**TASK TO CARRY OUT**: Lines of the listing below that contain the string "wide" are to be returned.

**DATA TO PROCESS**:
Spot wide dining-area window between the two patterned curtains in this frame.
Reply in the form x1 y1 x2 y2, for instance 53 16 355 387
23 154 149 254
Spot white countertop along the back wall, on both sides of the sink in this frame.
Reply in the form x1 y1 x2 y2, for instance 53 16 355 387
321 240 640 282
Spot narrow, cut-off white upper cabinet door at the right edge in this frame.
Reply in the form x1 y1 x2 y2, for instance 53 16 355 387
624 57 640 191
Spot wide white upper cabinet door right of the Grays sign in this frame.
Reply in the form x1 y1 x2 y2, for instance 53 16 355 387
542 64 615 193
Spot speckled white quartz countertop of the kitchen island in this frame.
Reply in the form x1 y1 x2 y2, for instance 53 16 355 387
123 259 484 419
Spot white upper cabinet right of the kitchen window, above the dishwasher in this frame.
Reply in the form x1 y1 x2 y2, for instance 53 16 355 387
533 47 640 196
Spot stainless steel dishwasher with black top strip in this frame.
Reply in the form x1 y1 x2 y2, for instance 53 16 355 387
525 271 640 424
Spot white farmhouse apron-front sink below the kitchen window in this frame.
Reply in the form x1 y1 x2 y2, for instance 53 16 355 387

---

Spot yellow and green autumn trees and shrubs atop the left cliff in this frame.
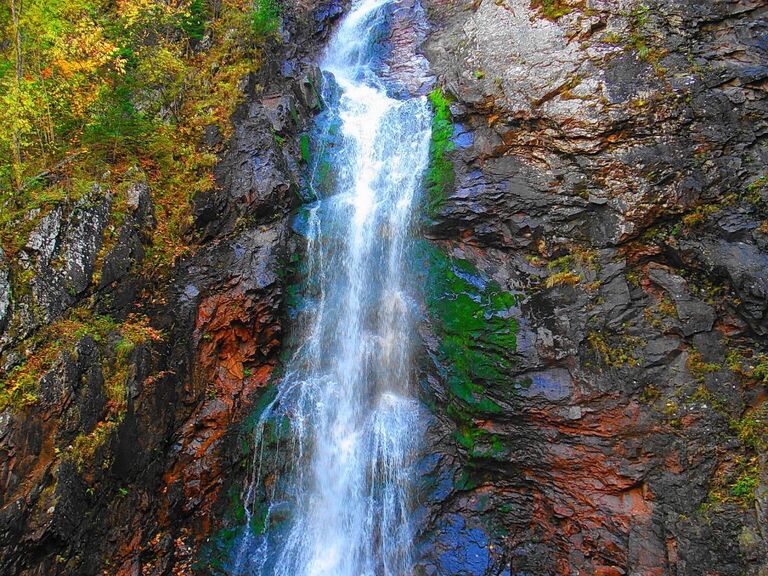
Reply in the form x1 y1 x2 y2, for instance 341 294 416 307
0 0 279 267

* * *

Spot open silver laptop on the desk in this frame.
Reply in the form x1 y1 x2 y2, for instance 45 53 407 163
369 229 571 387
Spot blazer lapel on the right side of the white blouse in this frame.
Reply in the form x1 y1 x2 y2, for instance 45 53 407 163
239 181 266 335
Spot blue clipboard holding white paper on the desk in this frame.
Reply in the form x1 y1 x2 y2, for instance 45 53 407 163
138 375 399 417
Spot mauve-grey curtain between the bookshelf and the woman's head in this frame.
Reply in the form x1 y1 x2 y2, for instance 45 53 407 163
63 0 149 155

**ANSWER**:
Spot wide dining-area window between the two patterned curtains in this frame.
Spot wide white upper cabinet door right of the Grays sign in this frame.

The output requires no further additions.